SUPPLIED MATERIAL —
= = =

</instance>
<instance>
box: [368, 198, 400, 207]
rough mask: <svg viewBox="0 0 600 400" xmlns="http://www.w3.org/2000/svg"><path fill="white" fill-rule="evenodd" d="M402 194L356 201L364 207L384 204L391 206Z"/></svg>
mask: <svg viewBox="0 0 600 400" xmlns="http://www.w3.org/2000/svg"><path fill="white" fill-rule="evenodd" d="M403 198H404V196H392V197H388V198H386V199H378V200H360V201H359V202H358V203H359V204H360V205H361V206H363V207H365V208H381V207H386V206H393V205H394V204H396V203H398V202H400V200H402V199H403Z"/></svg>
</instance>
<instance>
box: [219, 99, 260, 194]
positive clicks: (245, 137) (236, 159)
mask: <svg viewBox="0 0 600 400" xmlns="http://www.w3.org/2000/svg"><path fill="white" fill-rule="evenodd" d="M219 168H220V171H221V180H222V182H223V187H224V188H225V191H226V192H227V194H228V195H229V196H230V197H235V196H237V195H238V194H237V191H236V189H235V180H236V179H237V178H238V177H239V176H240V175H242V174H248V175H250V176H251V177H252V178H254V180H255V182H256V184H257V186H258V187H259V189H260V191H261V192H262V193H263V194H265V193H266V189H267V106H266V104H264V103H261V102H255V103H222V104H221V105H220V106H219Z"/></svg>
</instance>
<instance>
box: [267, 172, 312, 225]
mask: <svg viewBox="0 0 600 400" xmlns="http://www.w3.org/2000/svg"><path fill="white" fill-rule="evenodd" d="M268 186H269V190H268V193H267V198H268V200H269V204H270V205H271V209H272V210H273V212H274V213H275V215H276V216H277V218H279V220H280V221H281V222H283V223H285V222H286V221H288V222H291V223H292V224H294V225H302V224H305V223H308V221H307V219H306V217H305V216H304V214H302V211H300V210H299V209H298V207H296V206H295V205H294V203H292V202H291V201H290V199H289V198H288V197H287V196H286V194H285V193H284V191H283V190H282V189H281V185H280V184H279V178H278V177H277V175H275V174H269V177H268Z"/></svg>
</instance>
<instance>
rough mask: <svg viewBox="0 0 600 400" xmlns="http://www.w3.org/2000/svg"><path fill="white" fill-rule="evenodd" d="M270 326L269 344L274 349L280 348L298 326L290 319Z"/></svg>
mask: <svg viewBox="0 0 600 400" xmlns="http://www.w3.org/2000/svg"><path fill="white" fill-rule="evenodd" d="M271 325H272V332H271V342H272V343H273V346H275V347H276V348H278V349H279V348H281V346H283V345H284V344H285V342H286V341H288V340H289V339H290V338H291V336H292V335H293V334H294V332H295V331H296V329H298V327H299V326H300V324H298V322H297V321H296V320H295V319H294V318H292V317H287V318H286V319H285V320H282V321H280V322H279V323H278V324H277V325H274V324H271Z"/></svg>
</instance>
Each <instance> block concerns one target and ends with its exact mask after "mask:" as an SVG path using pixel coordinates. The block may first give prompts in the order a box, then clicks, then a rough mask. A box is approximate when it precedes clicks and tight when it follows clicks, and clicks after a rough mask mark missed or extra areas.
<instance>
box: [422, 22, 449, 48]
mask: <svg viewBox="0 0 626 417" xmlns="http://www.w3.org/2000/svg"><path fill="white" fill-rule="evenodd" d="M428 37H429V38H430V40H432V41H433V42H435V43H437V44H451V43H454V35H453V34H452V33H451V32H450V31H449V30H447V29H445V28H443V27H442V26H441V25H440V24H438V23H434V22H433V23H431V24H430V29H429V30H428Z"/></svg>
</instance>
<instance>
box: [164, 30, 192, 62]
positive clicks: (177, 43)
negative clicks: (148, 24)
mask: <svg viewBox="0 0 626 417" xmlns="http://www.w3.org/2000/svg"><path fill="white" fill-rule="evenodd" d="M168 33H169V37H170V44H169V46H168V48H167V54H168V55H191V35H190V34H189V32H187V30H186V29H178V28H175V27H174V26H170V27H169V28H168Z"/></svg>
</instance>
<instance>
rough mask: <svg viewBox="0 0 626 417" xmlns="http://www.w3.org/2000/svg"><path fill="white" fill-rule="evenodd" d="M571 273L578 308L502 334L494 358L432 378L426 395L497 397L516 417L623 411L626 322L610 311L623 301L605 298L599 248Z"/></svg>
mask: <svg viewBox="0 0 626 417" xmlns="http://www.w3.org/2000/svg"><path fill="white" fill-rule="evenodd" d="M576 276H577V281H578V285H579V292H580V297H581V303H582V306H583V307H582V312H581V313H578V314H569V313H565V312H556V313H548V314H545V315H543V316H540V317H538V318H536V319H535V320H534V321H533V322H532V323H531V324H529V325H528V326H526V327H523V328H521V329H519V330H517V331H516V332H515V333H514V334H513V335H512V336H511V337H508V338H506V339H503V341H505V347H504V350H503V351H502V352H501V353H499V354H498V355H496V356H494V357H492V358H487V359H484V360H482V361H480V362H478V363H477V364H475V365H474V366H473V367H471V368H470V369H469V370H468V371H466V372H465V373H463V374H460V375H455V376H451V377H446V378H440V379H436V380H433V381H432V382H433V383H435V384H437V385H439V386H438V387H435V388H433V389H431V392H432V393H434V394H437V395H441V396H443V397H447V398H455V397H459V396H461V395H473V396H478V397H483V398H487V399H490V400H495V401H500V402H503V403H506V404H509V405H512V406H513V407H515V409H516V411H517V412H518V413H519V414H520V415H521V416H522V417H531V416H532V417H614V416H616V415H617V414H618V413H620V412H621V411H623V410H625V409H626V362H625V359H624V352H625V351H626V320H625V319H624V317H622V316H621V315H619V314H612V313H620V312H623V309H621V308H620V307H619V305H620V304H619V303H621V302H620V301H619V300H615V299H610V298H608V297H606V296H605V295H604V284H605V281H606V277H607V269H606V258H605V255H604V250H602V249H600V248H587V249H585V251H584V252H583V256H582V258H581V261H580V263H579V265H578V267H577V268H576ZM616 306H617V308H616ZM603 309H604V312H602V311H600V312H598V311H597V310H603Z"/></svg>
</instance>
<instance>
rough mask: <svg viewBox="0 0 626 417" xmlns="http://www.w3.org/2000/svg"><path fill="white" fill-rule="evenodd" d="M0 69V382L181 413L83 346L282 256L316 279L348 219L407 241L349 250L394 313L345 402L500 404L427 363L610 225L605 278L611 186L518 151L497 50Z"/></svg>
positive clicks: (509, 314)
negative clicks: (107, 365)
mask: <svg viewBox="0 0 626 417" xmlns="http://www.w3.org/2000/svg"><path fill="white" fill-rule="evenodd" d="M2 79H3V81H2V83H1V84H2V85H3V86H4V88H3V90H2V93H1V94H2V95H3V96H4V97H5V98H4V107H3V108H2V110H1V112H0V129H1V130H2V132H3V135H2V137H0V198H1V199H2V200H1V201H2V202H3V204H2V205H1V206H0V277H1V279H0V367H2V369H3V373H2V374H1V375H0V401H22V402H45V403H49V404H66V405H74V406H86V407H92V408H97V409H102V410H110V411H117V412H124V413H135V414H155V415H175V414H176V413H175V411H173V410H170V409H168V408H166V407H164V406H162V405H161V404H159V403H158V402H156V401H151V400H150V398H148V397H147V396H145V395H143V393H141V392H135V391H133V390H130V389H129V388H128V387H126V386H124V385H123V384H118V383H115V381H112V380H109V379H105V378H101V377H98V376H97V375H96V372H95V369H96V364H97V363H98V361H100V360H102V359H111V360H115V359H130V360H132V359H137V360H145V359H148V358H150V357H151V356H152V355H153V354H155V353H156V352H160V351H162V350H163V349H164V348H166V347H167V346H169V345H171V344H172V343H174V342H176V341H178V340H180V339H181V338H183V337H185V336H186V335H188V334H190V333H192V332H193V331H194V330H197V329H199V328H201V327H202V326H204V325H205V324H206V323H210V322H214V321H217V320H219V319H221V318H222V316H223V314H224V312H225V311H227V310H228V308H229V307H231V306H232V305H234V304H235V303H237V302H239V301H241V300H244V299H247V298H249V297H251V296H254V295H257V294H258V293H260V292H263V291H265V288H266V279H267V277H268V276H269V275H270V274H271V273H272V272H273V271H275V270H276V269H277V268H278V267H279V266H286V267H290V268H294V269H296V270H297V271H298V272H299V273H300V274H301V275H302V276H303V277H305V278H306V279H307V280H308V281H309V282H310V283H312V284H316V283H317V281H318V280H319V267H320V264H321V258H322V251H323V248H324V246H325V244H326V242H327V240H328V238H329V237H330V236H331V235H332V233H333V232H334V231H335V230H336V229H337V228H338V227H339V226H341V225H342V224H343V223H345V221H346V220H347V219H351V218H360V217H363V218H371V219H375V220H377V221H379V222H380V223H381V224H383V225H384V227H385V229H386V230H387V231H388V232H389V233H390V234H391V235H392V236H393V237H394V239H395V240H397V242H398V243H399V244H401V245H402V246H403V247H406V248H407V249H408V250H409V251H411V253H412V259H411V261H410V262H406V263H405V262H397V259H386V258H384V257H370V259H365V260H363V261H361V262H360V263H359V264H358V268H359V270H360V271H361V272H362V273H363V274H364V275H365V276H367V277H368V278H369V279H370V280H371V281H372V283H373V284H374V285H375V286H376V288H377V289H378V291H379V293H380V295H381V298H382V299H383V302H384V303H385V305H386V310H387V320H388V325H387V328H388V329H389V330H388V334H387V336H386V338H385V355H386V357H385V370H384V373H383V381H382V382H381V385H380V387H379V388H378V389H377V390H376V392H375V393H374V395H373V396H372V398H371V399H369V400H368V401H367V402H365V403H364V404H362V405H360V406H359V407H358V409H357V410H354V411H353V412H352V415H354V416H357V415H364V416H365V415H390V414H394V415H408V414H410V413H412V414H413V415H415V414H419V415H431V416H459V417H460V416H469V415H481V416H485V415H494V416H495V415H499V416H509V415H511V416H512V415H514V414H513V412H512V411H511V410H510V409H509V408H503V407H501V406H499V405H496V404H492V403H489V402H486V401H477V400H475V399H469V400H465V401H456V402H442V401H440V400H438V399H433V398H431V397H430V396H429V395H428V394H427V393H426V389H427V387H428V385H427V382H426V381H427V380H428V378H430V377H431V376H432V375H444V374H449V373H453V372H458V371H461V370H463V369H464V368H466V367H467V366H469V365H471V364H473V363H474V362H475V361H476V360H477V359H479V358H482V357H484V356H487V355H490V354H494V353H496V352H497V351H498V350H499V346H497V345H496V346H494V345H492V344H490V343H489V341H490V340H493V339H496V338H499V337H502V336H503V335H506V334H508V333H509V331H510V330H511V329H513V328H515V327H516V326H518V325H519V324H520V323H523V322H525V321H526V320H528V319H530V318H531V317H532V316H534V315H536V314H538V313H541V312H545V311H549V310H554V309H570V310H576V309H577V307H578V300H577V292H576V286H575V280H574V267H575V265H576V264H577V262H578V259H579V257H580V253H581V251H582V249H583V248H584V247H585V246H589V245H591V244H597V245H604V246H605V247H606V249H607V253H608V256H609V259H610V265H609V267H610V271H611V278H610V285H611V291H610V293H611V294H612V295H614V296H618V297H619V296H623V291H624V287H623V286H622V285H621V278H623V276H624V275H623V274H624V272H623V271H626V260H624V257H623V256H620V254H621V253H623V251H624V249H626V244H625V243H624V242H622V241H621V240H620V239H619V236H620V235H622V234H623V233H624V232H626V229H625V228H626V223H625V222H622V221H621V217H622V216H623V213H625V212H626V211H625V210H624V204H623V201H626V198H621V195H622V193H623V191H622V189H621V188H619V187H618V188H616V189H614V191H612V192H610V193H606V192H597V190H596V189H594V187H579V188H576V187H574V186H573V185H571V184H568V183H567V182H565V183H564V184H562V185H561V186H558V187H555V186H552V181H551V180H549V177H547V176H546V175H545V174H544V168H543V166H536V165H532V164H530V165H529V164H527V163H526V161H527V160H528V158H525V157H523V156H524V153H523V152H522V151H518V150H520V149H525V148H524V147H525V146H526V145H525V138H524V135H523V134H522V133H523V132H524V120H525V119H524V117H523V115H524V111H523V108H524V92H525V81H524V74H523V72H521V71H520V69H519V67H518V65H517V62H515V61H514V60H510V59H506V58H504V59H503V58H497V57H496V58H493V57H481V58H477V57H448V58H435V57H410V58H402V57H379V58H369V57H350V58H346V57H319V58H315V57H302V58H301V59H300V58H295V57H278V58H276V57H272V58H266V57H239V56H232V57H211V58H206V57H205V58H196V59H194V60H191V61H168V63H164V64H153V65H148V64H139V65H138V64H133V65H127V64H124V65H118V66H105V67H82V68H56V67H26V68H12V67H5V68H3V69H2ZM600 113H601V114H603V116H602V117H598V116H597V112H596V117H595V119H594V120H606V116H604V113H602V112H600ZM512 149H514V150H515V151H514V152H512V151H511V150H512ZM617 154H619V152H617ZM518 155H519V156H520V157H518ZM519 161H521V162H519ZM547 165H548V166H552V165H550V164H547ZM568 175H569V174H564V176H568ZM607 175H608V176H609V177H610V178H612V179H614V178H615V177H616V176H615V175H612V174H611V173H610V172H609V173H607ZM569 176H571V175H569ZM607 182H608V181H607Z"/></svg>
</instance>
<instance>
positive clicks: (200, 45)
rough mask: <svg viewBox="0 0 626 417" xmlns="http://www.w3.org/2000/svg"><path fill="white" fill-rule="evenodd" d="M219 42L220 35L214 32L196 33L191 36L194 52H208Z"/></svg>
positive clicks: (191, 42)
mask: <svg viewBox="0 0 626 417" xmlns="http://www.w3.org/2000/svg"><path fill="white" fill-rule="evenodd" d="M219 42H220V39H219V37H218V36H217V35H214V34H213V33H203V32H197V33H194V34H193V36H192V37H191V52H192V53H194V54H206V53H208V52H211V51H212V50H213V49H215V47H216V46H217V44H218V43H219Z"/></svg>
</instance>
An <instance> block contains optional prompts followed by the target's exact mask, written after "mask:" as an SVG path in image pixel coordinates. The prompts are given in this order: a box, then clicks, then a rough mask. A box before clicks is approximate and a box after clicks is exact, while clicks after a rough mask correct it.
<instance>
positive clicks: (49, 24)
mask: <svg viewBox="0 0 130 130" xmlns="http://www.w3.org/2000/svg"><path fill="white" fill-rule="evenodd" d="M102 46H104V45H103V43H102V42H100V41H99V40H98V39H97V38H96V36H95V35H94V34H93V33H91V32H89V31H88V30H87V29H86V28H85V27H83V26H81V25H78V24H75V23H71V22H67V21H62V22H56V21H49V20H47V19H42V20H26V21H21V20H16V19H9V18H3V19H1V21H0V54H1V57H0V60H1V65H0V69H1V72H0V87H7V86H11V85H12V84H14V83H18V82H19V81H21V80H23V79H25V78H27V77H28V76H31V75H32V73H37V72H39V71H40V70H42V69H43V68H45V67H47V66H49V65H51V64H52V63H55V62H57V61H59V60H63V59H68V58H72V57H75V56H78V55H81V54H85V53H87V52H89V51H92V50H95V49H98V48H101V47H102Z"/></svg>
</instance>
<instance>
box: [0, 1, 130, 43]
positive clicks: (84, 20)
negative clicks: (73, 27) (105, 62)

= = =

Pull every line containing "exact" out of the records.

RESULT BELOW —
Each <instance> block concerns one target and ends with its exact mask after "mask:" as an SVG path using pixel coordinates. The block may first give prompts in the order a box, then clicks, then a rough mask. A box is approximate when it precedes clicks and tight when it follows clicks, and clicks after a rough mask mark missed or extra areas.
An <instance> block contains optional prompts followed by the target's exact mask, written after "mask:" as an SVG path in image pixel coordinates. The prompts are given in this order: a box, then clicks, then a rough mask. A box before clicks is approximate and a box after clicks is exact, while clicks after a rough mask correct it.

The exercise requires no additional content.